OBJECTIVE A:
From the passage on the mold cassette assembly, extract the text starting at "Coupled on either" and ending at "of the shelves.".
OBJECTIVE B:
Find every line of the records that contains the word "picnic", matching case exactly, and copy each such line.

QUOTED PASSAGE:
==========

The mold cassette assembly is loosely constrained on the mold carriage assembly in such a way that when the mold assembly is being placed on or removed from a mold cassette assembly by the mold extractor assembly, the tapered alignment block pockets in the underside of the mold assembly can easily align to the tapered alignment blocks of the mold extractor assembly by means of the mold cassette assembly being able to tilt slightly on its mount point(s) in the same direction of travel as the mold extractor assembly. The angle of tilt is slight enough due to the geometry of the mold cassette assembly to align the mold assembly to the mold cassette assembly stop spacer 65 without causing binding. Tapered surfaces and other means of adjustment are also provided on the mold cassette assembly to ensure proper engagement of the tapered alignment block pockets to the tapered alignment blocks. This compliance also allows the cassette to move slightly when the mold assembly is set onto the cassette, which allows the tapered alignment blocks to move the cassette slightly if needed. This helps by not requiring exacting positions for placing the mold assembly onto the cassette.
Coupled on either side of the spreader plate 60 are features configured to guide and retain a mold assembly within the cassette. A pair of shelves 64, 66 are spaced on each side of the spreader plate 60. The shelves are spaced an identical distance apart as the shelves on CPM 28 to which the mold assemblies are operatively mounted to the vibration system. The pair of shelves 64, 66 are separated by a central expanse configured to receive the forks of a mold exchange assembly, noting that the spreader plate 60 is located below the top surface of the shelves.

==========

PROVIDED INFORMATION:
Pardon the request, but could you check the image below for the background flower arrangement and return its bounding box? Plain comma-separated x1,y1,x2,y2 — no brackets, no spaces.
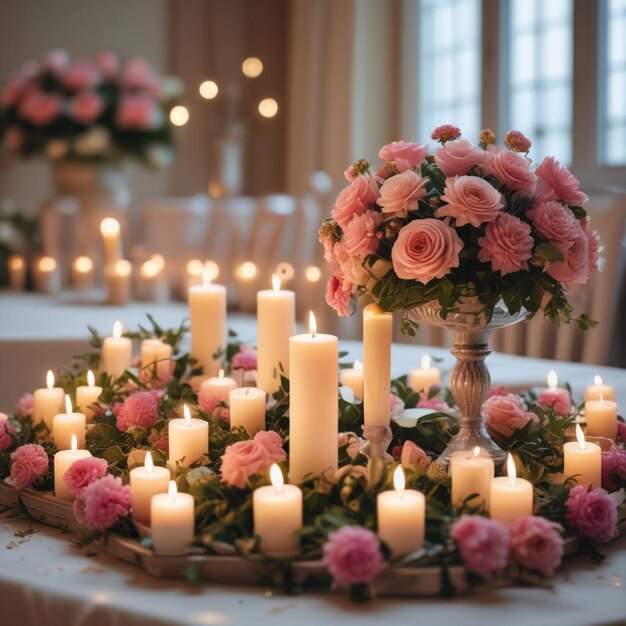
320,126,601,333
0,50,182,167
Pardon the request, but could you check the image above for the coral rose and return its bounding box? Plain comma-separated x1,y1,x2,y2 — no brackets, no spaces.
391,218,463,284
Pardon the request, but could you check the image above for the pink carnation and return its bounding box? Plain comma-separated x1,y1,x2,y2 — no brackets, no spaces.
435,176,504,227
565,485,617,543
11,443,49,489
323,526,384,587
115,391,158,433
63,456,108,498
378,170,428,217
82,474,131,532
478,213,535,276
511,515,563,576
450,515,510,576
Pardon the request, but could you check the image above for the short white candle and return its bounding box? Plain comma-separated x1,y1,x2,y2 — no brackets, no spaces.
409,354,441,393
33,370,65,430
150,480,195,556
52,395,87,450
563,424,602,487
450,446,495,511
76,370,102,422
252,464,302,558
489,454,533,528
230,387,266,437
130,451,170,526
54,435,91,500
168,404,209,470
100,321,133,378
376,465,426,557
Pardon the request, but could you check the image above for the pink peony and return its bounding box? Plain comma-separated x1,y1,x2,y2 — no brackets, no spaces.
323,526,384,587
450,515,510,576
435,176,504,227
332,174,380,229
511,515,563,576
391,218,463,284
482,393,538,437
114,391,158,433
378,170,428,217
435,140,485,176
341,208,380,255
535,157,589,206
82,474,131,532
63,456,108,498
565,485,617,543
11,443,49,489
478,213,535,276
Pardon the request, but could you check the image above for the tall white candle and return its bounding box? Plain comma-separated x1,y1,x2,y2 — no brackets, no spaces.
256,274,296,395
376,465,426,557
289,313,339,484
252,464,302,558
363,303,393,426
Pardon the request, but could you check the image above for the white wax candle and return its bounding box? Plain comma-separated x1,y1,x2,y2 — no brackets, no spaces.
289,314,339,484
363,303,393,426
130,452,170,526
33,370,65,430
585,398,617,441
252,464,302,558
256,275,296,395
52,395,87,450
376,465,426,557
230,387,266,437
563,424,602,487
450,447,494,511
100,322,133,378
150,480,195,556
409,354,441,393
489,454,533,528
168,404,209,470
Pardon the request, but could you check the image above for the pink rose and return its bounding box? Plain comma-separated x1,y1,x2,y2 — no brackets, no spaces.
565,485,617,543
378,140,428,172
322,526,384,587
511,515,563,576
341,208,380,255
378,170,428,217
478,213,535,276
332,175,380,229
535,157,589,206
435,176,504,227
435,139,485,176
482,393,538,437
391,218,463,284
450,515,510,576
70,91,103,124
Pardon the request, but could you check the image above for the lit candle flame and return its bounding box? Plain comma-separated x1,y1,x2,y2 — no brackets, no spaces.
270,463,285,493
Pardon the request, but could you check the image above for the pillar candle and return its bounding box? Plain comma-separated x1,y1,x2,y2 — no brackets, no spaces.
100,322,133,378
52,395,87,450
168,404,209,470
363,303,393,426
252,464,302,558
289,313,336,484
54,436,91,500
33,370,65,430
256,275,296,395
563,424,602,487
450,446,494,510
376,465,426,557
130,452,170,526
150,480,195,556
489,454,533,528
230,387,266,437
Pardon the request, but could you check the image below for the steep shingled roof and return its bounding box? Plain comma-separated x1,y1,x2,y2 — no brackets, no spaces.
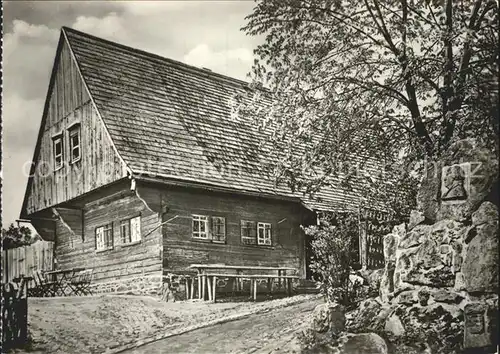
63,27,366,209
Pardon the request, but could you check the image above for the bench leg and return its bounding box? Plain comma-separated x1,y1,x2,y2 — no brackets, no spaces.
212,277,217,302
201,275,207,300
207,277,212,301
198,274,201,300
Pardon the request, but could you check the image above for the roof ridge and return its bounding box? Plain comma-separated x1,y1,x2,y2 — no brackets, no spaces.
61,26,254,87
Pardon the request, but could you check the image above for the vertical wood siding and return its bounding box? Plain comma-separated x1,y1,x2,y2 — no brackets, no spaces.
135,186,307,276
55,190,162,282
27,37,125,214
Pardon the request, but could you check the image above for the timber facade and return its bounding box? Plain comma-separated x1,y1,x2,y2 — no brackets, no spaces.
21,27,366,293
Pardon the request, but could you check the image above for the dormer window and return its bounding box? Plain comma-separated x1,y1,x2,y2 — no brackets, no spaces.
68,123,81,163
52,134,63,171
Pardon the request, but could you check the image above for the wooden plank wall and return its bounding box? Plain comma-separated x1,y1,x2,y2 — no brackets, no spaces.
2,241,54,283
27,37,125,214
55,190,162,282
139,186,306,276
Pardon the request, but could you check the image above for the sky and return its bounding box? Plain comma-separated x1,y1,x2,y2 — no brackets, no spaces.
1,0,262,227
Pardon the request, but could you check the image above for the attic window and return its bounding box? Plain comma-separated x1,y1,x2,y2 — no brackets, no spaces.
68,124,81,163
52,134,63,171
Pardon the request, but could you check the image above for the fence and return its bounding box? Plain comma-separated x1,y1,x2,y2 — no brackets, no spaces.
2,279,28,352
2,241,54,284
359,208,393,269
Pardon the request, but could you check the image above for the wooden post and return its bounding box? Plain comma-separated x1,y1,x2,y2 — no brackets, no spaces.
198,273,201,300
201,274,207,300
212,276,217,302
207,277,212,301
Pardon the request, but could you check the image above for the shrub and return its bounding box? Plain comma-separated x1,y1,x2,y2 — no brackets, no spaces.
304,214,361,308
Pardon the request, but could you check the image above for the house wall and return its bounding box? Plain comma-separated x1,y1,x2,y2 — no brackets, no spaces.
26,34,126,215
135,186,308,277
55,190,162,294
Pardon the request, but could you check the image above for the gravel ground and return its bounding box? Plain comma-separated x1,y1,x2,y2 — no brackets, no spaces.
123,298,322,354
16,295,315,353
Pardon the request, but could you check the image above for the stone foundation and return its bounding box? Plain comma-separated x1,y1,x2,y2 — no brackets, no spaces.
351,141,499,353
162,273,300,301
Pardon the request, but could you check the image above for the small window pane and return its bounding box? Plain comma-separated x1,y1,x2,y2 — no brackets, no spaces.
212,216,226,242
69,126,80,162
120,220,131,243
193,215,208,239
130,216,141,242
241,220,257,245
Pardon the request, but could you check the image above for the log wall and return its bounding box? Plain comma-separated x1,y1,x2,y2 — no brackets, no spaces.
135,186,308,276
55,190,162,282
26,36,126,215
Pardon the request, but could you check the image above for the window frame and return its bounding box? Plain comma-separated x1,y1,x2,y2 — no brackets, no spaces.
191,214,210,240
94,222,114,252
257,221,273,246
52,133,64,172
120,215,142,246
68,123,82,163
240,219,257,246
210,216,227,243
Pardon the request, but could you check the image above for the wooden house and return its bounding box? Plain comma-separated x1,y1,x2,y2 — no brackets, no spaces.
21,27,368,292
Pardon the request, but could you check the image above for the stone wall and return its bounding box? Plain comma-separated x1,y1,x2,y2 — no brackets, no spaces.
351,140,498,353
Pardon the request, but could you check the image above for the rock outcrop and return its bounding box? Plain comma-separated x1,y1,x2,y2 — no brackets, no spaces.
347,140,499,353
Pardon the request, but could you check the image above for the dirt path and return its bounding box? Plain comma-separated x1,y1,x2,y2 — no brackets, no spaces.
123,299,322,354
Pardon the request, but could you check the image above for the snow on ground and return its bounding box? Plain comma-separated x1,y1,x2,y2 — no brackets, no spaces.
17,295,315,353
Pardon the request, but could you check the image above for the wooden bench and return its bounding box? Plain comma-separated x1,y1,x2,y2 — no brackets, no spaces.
198,273,300,302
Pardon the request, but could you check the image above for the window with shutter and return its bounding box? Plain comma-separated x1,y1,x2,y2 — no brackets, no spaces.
241,220,257,245
52,134,64,170
130,216,141,242
212,216,226,242
257,222,271,246
193,215,208,240
120,216,141,244
69,124,81,163
95,226,106,251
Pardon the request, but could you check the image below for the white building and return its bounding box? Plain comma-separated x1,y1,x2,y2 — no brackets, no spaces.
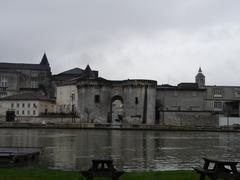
0,93,56,117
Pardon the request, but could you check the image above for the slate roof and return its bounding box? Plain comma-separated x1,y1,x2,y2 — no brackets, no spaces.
0,63,50,70
157,83,206,91
0,93,54,101
0,54,50,70
58,68,83,75
178,83,198,89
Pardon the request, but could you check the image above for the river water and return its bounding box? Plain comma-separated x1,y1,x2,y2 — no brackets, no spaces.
0,129,240,171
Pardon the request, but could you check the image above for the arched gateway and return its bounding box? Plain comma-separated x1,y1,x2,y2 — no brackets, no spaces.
110,96,124,124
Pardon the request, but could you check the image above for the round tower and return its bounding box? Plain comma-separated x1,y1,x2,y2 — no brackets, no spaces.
195,67,205,87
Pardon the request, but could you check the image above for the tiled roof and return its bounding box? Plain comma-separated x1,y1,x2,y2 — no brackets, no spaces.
0,93,54,101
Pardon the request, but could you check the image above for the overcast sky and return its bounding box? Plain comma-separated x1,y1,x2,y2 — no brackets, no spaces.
0,0,240,85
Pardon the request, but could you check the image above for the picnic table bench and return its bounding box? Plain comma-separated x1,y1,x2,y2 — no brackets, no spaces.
81,157,124,180
193,158,240,180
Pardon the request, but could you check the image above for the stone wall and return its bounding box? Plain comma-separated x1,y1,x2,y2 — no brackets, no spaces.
160,111,218,128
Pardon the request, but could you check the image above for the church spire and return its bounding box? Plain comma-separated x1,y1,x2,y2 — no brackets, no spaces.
40,53,49,66
198,67,202,73
195,67,205,87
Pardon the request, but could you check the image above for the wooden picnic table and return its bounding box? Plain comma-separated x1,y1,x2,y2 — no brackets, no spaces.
193,158,240,180
81,157,124,180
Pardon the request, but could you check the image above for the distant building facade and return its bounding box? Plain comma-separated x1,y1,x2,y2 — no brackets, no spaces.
0,93,56,117
0,54,51,97
0,54,240,127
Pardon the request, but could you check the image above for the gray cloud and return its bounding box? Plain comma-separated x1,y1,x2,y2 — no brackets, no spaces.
0,0,240,85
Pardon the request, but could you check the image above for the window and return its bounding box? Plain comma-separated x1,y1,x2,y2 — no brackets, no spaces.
213,88,224,97
31,80,38,88
173,91,178,97
0,75,8,87
213,101,222,110
135,97,138,104
71,93,75,101
94,95,100,103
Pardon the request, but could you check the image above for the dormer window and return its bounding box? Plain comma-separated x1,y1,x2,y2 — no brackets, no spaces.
0,75,8,87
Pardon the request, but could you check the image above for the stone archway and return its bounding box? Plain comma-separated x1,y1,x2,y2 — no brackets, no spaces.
110,96,124,124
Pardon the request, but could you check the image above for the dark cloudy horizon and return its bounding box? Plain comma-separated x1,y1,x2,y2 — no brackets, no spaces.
0,0,240,85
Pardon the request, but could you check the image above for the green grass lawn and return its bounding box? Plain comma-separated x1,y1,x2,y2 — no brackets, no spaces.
0,168,207,180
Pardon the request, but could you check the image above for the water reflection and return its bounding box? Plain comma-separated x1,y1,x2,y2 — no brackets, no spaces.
0,129,240,170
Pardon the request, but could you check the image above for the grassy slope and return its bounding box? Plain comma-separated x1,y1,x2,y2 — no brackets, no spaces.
0,168,207,180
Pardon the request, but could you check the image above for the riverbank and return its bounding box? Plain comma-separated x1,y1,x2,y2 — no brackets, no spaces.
0,122,240,132
0,168,199,180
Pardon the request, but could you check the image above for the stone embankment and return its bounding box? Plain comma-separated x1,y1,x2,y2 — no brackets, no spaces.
0,122,240,132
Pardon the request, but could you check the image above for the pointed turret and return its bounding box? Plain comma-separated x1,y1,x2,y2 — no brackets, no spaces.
195,67,205,87
83,64,95,78
40,53,49,66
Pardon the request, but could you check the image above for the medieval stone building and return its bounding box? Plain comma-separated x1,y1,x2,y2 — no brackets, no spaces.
57,66,157,124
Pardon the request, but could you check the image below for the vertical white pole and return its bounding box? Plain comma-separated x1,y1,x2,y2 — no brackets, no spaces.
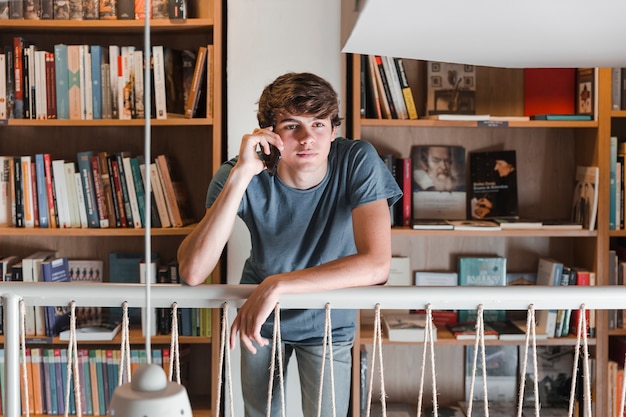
2,294,20,417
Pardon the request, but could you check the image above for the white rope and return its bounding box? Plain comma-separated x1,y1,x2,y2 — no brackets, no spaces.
417,304,439,417
567,304,588,417
64,300,83,417
215,302,235,417
18,299,30,417
517,304,540,417
168,301,180,382
365,304,387,417
467,304,489,417
117,301,131,386
266,303,285,417
317,303,337,417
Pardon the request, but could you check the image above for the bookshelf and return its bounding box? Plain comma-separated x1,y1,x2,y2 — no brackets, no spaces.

==========

EXERCISE ANSWER A:
Coupled on either side of the spreader plate 60 are features configured to guide and retain a mold assembly within the cassette. A pair of shelves 64, 66 are spaced on each side of the spreader plate 60. The shelves are spaced an identical distance apart as the shelves on CPM 28 to which the mold assemblies are operatively mounted to the vibration system. The pair of shelves 64, 66 are separated by a central expanse configured to receive the forks of a mold exchange assembly, noting that the spreader plate 60 is located below the top surface of the shelves.

EXERCISE ANSWER B:
Pardon the request, but could you check the image above for the picnic table bench and return its bounding box? Plain comma-separated x1,y1,x2,y2 — no brackets, no spaces.
Pardon the request, but could you check the image above for the wooden picnic table and return its bounding box? Plain comma-separated x1,y1,x2,y2 — no brackets, no spaces.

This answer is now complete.